* [Exercises to complete]:
a) Copy the review word for word, starting at "The ecological health" and stopping after "OEE might offer.".
b) Answer these questions using the review:
(i) Which plateaus does it give as examples of attending to Indigenous culture?
(ii) What page number is cited for the phrase 'ecologically attuned'?
(iii) In what year was the Sinclair work quoted in the last sentence published?

* [Document segment]:

The ecological health of many south-east Australian environments is declining and should act as a reminder that cultural (and educational) perspectives need a shakeup. But Stewart explains that OEE literature has largely had nothing to say about declining ecological conditions in Australian places. Furthermore, pedagogical approaches that respond to local specifics have been few and far between. He contends that cultural viewpoints still remain largely ignorant of the particularities of the natural world, threatened species and ecological decline. For Stewart, nature is not all one thing, separated from humanity; landscapes are distinctive and unique, therefore pedagogy should reflect responsiveness to the land itself. For the most part, Australians do not seem ‘ecologically attuned’ (p. 45), and remedying this ignorance is one important step that a place-responsive OEE might offer.

To become more attuned to places, Stewart suggests that learning in OEE might attend to native species (e.g. plateaus 7 and 12), Indigenous culture (e.g. plateaus 6 and 8) and specific natural and cultural histories (e.g. plateaus 9, 10 and 11). Such strategies have implications as they can bring Australians’ into a closer relationship with the diverse continent and develop a greater understanding of past mistakes, present problems and prospects. These themes and more permeate throughout the plateaus. Rather than tell the reader how to perform place-responsive pedagogy, the strength of this book is it explains why place-responsive pedagogy is important and offers an example of how Stewart has thought and enacted place-responsive pedagogies. Not all places are the same so not all place-responsive pedagogies should be the same. Rather than rules, Stewart provides questions and ideas to think with and consider.

If you care about the environment and the places you live/visit/work, this book is a must-read. It is an inspiring and thoughtful piece of work that all outdoor environmental educators (both practitioners and researchers) should take notice of. It experiments with concepts and reflects upon Australian stories of natural and cultural history, providing an assemblage as unique as the Australian landscape itself. Moreover, it is an ethically minded and carefully delivered thesis on generating maximum potential through our position as outdoor environmental educators, especially within our current ecological precarity. If we outdoor environmental educators are to make a transformative difference through our educational experiences, we need to develop a critical awareness of the plight of the environments we work, and how our worldviews and actions perpetuate ecological decline. If we follow Stewart’s lead, maybe ‘settler Australians will be better able to think themselves into the country and adapt more successfully to the constraints of the environment. Perhaps then more sustainable futures will be possible to imagine’ (Sinclair 2001, p. 234).

* [Entries provided]:
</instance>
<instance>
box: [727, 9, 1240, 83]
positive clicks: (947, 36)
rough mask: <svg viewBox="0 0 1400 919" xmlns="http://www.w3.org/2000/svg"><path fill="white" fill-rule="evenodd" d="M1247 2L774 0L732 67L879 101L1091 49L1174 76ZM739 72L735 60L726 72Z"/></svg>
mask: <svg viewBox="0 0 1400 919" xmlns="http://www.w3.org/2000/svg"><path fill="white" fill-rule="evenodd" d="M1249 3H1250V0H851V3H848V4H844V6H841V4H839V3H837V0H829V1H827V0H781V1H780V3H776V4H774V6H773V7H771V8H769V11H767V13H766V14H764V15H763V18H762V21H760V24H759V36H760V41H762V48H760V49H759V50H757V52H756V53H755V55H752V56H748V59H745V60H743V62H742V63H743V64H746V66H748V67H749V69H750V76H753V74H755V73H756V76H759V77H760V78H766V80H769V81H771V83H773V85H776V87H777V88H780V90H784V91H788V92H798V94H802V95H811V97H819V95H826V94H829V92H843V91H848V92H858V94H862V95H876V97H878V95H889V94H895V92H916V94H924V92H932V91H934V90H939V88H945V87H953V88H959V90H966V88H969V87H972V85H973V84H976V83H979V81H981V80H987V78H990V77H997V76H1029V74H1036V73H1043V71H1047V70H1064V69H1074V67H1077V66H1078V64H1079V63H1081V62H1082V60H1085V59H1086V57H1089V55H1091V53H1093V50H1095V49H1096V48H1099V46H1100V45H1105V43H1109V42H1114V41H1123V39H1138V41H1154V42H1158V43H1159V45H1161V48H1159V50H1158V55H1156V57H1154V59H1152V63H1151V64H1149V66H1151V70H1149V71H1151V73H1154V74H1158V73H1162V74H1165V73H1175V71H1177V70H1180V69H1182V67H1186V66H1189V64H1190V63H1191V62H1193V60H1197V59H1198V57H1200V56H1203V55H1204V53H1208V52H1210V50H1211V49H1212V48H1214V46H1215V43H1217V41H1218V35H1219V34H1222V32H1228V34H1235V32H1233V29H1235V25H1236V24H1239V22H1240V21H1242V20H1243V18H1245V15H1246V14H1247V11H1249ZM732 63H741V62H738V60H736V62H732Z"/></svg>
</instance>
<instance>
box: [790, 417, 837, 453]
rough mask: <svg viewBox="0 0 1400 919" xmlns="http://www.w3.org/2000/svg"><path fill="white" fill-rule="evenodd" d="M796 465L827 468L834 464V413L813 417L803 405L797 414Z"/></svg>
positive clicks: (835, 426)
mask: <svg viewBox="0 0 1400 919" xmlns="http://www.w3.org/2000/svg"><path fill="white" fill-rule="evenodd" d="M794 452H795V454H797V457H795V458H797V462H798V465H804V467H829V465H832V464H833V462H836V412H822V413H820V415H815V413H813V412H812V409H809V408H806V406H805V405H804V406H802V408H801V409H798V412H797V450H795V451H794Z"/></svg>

* [Responses for each task]:
a)
The ecological health of many south-east Australian environments is declining and should act as a reminder that cultural (and educational) perspectives need a shakeup. But Stewart explains that OEE literature has largely had nothing to say about declining ecological conditions in Australian places. Furthermore, pedagogical approaches that respond to local specifics have been few and far between. He contends that cultural viewpoints still remain largely ignorant of the particularities of the natural world, threatened species and ecological decline. For Stewart, nature is not all one thing, separated from humanity; landscapes are distinctive and unique, therefore pedagogy should reflect responsiveness to the land itself. For the most part, Australians do not seem ‘ecologically attuned’ (p. 45), and remedying this ignorance is one important step that a place-responsive OEE might offer.

b)
(i) Plateaus 6 and 8
(ii) Page 45
(iii) 2001